# [EXERCISE GOAL]
In your answer, copy every entry that follows exactly.

□ □ □ □

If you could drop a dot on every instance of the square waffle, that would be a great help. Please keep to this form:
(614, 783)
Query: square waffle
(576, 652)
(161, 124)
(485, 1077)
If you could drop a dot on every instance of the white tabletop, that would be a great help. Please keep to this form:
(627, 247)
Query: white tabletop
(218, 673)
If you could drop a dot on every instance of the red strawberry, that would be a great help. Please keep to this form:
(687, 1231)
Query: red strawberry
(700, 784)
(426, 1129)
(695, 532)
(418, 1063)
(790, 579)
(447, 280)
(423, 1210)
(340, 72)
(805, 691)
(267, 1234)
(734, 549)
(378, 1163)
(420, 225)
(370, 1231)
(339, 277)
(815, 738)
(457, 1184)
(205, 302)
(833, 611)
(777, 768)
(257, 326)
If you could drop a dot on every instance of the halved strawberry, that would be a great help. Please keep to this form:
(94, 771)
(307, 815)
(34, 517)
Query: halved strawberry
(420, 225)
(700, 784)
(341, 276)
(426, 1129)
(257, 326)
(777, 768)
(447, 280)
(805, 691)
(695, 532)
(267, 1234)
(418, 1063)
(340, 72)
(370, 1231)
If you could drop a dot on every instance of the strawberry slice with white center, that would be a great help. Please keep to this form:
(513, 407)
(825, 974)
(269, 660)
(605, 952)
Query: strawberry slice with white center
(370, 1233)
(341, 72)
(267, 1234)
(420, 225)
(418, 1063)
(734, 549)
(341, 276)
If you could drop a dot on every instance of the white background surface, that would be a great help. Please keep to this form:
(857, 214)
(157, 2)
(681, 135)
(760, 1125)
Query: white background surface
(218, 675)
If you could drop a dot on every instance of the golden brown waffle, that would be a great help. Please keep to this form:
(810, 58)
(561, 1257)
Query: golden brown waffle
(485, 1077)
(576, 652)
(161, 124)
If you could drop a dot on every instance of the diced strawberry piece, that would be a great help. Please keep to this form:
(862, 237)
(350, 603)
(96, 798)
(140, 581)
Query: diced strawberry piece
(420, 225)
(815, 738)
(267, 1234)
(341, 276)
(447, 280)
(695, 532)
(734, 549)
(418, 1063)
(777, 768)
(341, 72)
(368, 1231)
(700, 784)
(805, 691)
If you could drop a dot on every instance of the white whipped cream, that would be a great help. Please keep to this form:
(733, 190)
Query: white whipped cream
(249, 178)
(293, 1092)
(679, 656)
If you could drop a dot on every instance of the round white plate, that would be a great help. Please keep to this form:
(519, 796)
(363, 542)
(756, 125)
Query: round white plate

□ □ □ □

# [REPLY TO THE EXERCISE]
If you could drop a dot on every instance of the square waffle, that would be a great help. Please keep to this form:
(614, 783)
Query: square waffle
(576, 652)
(161, 124)
(485, 1077)
If you could drop a dot on every instance of the white tabletop, that would be a great help. Please keep to this form:
(627, 247)
Query: white tabletop
(218, 673)
If you could drop a dot on every instance of the red strawberry, that would be a great help. Please keep to this form:
(687, 1231)
Query: red strawberry
(700, 784)
(426, 1129)
(695, 532)
(418, 1063)
(790, 579)
(447, 280)
(423, 1210)
(340, 72)
(805, 691)
(267, 1234)
(734, 549)
(378, 1163)
(420, 225)
(370, 1231)
(339, 277)
(815, 738)
(457, 1184)
(205, 302)
(833, 611)
(777, 768)
(257, 326)
If you could drop a dot on every instance of the halved strawberry, that would be a great help. Please keep to this form:
(94, 771)
(307, 815)
(34, 517)
Query: halved strawberry
(420, 225)
(700, 784)
(341, 276)
(426, 1129)
(257, 326)
(777, 768)
(447, 280)
(805, 691)
(695, 532)
(267, 1234)
(418, 1063)
(340, 72)
(370, 1231)
If you could drop a dot on every instance of the strawberry slice with white center, that would be a great help. Please keep to this form:
(513, 407)
(825, 974)
(269, 660)
(605, 952)
Query: strawberry slice with white center
(370, 1233)
(341, 72)
(267, 1234)
(420, 225)
(418, 1063)
(734, 549)
(341, 276)
If you could drop a dot on every instance of the white background surface, that would be a great help. Please keep to this form:
(857, 214)
(157, 2)
(681, 135)
(760, 1125)
Query: white background surface
(218, 675)
If you could drop a dot on every instance of the golden brown waffle, that would be a great help. Please keep to this form:
(810, 58)
(561, 1257)
Query: golden brown waffle
(485, 1077)
(576, 652)
(161, 124)
If you could drop a dot on every instance of the diced strawberry piece, that would be a great help. Please keep to this form:
(862, 237)
(350, 603)
(96, 798)
(140, 581)
Query: diced strawberry piece
(420, 225)
(815, 738)
(267, 1234)
(341, 276)
(447, 280)
(695, 532)
(734, 549)
(418, 1063)
(777, 768)
(341, 72)
(368, 1231)
(700, 784)
(805, 691)
If you could drop a dot on every instance of the white whipped cream, that would be a great help. Please keep to this form:
(733, 190)
Query: white whipped cream
(249, 178)
(293, 1092)
(679, 656)
If you could drop a dot on every instance of the round white plate, that would be a great help. Please keep to this form:
(519, 796)
(363, 542)
(756, 125)
Query: round white plate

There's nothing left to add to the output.